**WHAT NEEDS TO BE DONE**
Your answer must be an exact copy of the records below, with no pictures in it.

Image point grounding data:
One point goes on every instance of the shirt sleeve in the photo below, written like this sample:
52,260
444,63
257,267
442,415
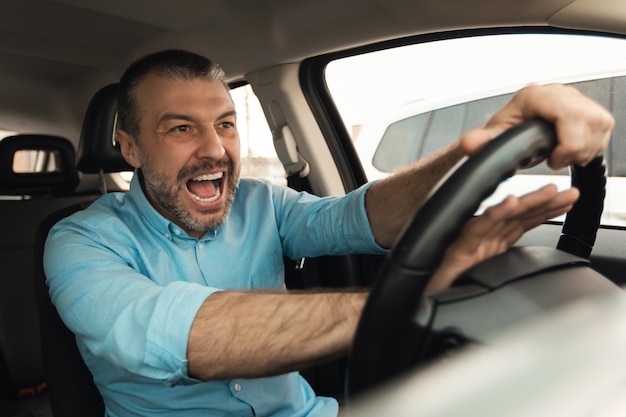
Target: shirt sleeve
312,226
117,313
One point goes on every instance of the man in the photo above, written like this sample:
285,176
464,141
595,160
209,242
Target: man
177,300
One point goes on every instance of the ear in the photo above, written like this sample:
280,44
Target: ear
129,148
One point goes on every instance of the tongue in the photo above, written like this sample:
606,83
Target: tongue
203,189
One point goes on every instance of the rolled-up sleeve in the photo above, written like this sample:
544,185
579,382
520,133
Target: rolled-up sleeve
312,226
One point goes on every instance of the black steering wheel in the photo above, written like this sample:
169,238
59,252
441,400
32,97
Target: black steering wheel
401,328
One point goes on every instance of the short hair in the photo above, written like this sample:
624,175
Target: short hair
171,63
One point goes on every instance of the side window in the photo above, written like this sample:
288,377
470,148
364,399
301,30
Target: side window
440,90
258,156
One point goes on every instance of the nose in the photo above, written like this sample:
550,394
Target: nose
210,145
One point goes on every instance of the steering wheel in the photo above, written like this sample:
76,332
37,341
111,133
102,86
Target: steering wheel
401,328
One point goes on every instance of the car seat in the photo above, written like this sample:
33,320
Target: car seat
70,383
37,176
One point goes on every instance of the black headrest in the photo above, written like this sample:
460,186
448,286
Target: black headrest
97,150
60,178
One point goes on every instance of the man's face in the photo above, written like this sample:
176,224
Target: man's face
188,150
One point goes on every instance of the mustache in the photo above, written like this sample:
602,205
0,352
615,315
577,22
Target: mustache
196,169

**ANSWER SPACE**
One point goes on every instance of the shirt sleeve in the photo below, written like this sample:
52,260
444,63
257,267
442,415
Target: shirt sleeve
312,226
117,313
One point goes on every instance of the man in the photo above, written like this sample:
285,176
464,141
595,160
209,242
Target: man
177,300
One point goes on every instance of the ear in the photo above, written like this sample:
280,44
Target: ear
129,148
One point goes on every instance of the tongue in the photo above, written like this sample:
606,83
Target: tongue
203,189
One point goes on every instance of the rolled-up sleeve in the photo above, written like this sample:
544,185
579,382
520,133
Target: rolled-up sleeve
312,226
One point goes on every instance of the black steering wheel in the photo above, written like this sample:
169,238
59,252
441,400
32,97
Target: black steering wheel
401,328
One point goes on every instance of the short hair in the photo above, written like this sample:
624,175
Target: short hair
171,63
One point goes on every instance of the side window in the photo above, written like this sample:
288,377
470,148
364,399
301,30
Target: side window
440,90
258,156
One point goes on every instance of the nose in the photo above, written like this sample:
550,394
Target: nose
210,145
One point goes on every instance of the steering wheel in the photo above, written like this sample:
76,332
37,341
111,133
102,86
Target: steering wheel
401,328
One point goes on every instance of the car seat in the photo above, written like this sample:
33,320
Target: car seat
70,383
37,176
One point goes on every instance of the black headrest in the photo above, written like this sample:
460,186
448,286
Target: black headrest
97,150
60,178
One point goes on every instance of the man's face in the photo above, written like this sample:
176,224
Target: man's face
188,150
One point goes on every instance of the mustache in the photo above, written like this sample:
602,205
0,352
615,315
577,22
Target: mustache
196,169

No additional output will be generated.